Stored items
────────────────
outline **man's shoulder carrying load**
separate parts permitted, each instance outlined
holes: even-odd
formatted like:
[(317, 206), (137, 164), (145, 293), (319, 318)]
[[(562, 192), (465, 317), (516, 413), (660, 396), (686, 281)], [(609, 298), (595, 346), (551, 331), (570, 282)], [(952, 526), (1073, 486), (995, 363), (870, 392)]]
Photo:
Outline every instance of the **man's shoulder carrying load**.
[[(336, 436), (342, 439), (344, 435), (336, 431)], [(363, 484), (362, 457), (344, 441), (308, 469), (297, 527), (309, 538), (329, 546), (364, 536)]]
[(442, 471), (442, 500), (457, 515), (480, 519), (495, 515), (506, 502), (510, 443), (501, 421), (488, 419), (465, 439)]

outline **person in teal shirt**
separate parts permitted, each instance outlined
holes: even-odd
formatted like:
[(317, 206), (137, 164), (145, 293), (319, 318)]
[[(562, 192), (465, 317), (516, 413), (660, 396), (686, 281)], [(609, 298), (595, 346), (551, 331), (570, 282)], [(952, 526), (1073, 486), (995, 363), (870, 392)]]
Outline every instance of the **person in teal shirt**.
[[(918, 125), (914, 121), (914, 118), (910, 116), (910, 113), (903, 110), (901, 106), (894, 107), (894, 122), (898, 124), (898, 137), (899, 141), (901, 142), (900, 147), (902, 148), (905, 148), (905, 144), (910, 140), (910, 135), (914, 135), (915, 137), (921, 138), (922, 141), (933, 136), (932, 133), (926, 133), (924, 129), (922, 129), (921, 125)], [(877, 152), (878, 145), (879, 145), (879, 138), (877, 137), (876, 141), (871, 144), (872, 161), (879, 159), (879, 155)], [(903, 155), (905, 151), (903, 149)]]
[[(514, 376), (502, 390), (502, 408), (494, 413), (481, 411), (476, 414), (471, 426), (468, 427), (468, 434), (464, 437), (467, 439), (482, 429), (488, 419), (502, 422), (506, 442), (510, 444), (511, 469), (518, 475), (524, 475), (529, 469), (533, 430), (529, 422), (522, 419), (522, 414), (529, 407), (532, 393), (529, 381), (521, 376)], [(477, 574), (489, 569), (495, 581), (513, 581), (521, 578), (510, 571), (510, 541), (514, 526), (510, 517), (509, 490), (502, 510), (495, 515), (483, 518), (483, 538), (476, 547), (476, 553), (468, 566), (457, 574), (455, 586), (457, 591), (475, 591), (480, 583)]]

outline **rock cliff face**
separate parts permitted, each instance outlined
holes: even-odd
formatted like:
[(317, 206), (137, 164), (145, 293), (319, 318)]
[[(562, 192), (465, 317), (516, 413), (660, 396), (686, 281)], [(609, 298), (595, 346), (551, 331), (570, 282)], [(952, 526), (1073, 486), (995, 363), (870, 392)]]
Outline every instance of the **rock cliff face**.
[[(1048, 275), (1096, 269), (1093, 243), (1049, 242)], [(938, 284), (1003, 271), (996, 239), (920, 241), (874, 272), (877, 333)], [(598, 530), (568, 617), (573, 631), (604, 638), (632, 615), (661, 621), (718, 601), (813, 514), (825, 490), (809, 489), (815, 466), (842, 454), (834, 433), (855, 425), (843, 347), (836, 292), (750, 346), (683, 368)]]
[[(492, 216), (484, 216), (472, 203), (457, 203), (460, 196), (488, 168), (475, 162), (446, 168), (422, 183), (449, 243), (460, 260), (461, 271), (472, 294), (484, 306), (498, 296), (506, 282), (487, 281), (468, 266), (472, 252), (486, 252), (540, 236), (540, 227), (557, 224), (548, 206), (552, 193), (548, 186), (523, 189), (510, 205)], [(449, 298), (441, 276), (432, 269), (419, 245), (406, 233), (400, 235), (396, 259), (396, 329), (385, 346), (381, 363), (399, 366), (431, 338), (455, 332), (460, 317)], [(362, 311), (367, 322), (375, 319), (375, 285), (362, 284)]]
────────────────
**Exercise objective:**
Make an exact copy of every line from the one with "outline **rock cliff face**" to the end of the data, with the first and last of those lines included.

**Solution to the exercise:**
outline **rock cliff face**
separate parts permitted, each instance outlined
holes: even-odd
formatted like:
[(317, 206), (137, 164), (145, 293), (319, 318)]
[[(562, 192), (465, 317), (516, 413), (660, 396), (686, 281)], [(609, 298), (595, 346), (551, 331), (570, 282)], [(952, 526), (1073, 486), (995, 363), (870, 392)]]
Outline every instance of the **rock cliff face**.
[[(1048, 275), (1096, 269), (1093, 243), (1049, 242)], [(938, 284), (1003, 271), (996, 239), (920, 241), (874, 272), (877, 333)], [(598, 530), (568, 617), (573, 631), (604, 638), (632, 615), (661, 621), (718, 601), (813, 514), (825, 490), (809, 489), (815, 466), (842, 454), (834, 433), (855, 425), (843, 347), (836, 292), (750, 346), (683, 368)]]
[[(492, 216), (484, 216), (472, 203), (457, 203), (460, 196), (488, 168), (475, 162), (446, 168), (422, 183), (449, 243), (460, 260), (461, 271), (472, 294), (484, 306), (498, 296), (506, 282), (487, 281), (468, 266), (472, 252), (486, 252), (540, 236), (540, 227), (557, 224), (548, 206), (552, 193), (548, 186), (523, 189), (510, 205)], [(449, 298), (441, 276), (432, 269), (419, 245), (406, 233), (400, 235), (396, 259), (396, 329), (385, 346), (381, 363), (399, 366), (431, 338), (455, 332), (460, 317)], [(362, 311), (367, 322), (375, 319), (375, 285), (362, 284)]]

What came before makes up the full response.